### WHAT TO DO
Instruction for the data below: set down exactly the lines from the line with "flower cluster, one" to the line with "If you could drop a marker on the out-of-focus", inclusive, and no others.

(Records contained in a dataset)
──────
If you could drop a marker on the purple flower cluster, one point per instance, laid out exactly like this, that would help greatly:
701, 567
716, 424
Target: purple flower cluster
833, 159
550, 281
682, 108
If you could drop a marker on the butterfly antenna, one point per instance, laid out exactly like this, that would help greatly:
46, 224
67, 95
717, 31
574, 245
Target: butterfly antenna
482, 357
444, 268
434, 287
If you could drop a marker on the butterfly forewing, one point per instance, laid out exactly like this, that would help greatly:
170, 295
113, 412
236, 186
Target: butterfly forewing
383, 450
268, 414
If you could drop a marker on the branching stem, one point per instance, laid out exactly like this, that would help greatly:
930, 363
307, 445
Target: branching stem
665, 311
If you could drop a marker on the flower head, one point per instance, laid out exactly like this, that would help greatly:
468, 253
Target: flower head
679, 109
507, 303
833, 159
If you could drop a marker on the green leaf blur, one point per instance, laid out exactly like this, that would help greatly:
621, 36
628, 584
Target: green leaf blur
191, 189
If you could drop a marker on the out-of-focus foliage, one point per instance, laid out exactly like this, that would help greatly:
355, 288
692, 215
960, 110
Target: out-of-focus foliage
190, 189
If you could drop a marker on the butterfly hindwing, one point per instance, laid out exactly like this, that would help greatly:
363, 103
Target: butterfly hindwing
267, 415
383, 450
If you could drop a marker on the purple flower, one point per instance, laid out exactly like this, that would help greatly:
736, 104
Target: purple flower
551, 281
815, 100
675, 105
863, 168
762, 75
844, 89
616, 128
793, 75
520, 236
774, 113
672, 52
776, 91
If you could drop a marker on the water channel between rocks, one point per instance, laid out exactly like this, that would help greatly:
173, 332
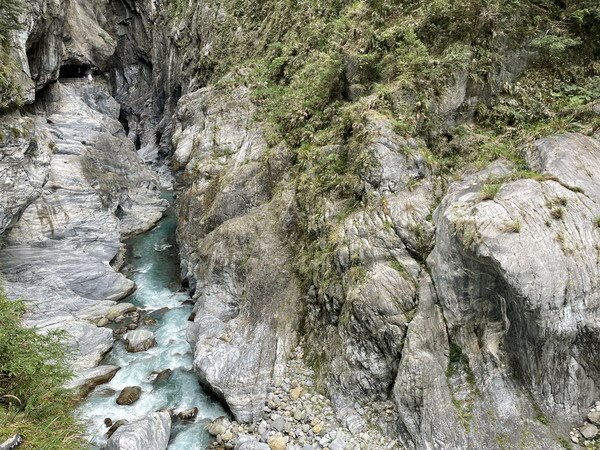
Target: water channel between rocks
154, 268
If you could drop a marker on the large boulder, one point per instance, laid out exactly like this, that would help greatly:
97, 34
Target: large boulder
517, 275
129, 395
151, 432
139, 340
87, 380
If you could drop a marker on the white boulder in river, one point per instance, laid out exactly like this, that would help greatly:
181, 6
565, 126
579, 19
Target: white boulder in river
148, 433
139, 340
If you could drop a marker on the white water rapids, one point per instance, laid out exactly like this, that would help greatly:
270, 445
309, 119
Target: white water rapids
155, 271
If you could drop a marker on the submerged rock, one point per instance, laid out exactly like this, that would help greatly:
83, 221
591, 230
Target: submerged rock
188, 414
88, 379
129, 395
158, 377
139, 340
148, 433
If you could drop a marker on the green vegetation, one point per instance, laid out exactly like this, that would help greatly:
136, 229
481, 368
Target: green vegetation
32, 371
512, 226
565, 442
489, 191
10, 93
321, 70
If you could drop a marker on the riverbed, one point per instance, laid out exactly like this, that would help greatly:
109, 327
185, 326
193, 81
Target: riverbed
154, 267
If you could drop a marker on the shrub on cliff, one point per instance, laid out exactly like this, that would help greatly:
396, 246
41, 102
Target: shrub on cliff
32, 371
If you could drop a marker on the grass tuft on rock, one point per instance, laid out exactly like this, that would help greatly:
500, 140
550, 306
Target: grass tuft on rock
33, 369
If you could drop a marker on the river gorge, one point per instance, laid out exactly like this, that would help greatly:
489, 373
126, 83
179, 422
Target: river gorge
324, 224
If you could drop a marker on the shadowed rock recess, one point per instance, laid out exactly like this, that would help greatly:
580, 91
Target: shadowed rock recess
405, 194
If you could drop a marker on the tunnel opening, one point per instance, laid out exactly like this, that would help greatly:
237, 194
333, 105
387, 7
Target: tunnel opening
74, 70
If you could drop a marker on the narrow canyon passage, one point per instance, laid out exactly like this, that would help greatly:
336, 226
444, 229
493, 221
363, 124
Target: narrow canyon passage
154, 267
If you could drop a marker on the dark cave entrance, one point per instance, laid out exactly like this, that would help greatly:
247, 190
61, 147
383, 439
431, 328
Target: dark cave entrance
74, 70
──────
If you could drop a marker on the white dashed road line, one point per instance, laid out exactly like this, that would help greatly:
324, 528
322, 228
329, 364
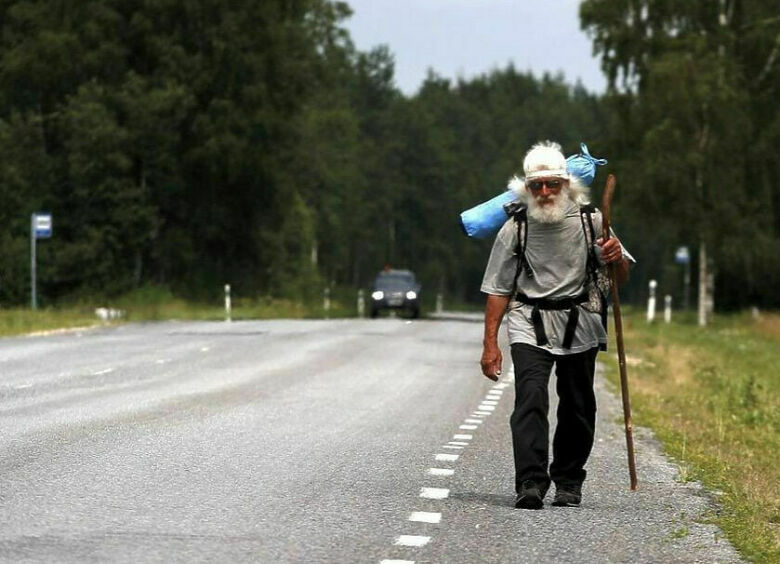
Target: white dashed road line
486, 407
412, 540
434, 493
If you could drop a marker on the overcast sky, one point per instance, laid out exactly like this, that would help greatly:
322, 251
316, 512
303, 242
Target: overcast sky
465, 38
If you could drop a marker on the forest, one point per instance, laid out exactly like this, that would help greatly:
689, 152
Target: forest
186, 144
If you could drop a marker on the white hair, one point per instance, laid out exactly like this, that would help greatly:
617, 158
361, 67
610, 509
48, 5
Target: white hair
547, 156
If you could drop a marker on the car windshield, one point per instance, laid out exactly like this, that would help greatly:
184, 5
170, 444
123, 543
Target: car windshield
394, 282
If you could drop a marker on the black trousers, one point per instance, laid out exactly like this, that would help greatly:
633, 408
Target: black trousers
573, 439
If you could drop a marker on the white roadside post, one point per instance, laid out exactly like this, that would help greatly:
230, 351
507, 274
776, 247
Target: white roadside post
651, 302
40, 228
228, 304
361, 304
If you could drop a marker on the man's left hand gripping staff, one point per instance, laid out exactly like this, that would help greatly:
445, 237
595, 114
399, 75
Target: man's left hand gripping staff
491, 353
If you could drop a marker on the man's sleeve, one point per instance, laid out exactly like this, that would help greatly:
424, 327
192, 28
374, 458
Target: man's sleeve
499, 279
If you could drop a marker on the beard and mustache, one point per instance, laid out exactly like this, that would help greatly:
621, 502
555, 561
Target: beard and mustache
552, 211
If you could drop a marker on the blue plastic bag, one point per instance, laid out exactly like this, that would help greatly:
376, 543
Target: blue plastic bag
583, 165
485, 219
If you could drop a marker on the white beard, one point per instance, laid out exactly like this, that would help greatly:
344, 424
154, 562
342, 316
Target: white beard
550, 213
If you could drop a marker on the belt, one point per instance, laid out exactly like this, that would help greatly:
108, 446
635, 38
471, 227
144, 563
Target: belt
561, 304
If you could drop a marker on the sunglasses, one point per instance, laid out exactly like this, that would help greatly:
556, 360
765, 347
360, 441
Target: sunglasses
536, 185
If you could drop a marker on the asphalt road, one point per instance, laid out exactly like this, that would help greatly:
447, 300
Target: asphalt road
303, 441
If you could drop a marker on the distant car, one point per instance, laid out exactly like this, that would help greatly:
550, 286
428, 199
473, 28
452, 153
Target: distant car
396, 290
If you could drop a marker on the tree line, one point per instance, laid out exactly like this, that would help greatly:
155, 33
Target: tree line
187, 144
──────
### EXERCISE OUTPUT
If you could drop a marker on the purple flower cluster, one point per instance, laid out exactly like this, that would help greatly:
701, 567
716, 424
Target: purple flower cluster
833, 159
550, 281
682, 108
If you could drop a marker on the butterfly antenna, one point per instance, laid out exactly like this, that would help greatly:
46, 224
67, 95
717, 31
574, 245
Target: butterfly antenna
482, 357
444, 268
434, 287
If you could drop a marker on the butterfly forewing, one point per instance, laid out exactly like this, that would help greatly:
170, 295
113, 412
236, 186
Target: butterfly forewing
383, 450
268, 414
If you could drop a marker on the branching stem, one point per instance, laid out exactly like this, that would help greatly:
930, 363
307, 445
Target: branching stem
665, 311
If you could drop a marker on the flower head, one point per instance, laid out exactly like this, that would help greatly:
468, 253
Target: flower head
679, 109
507, 303
833, 159
If you could drop a marker on the green leaf blur, one point per instance, laid out exactly like this, that would help greatly:
621, 36
628, 584
Target: green leaf blur
191, 189
If you could drop a marker on the out-of-focus foliage, one point per instance, laid out exactly like this, that would help greatly:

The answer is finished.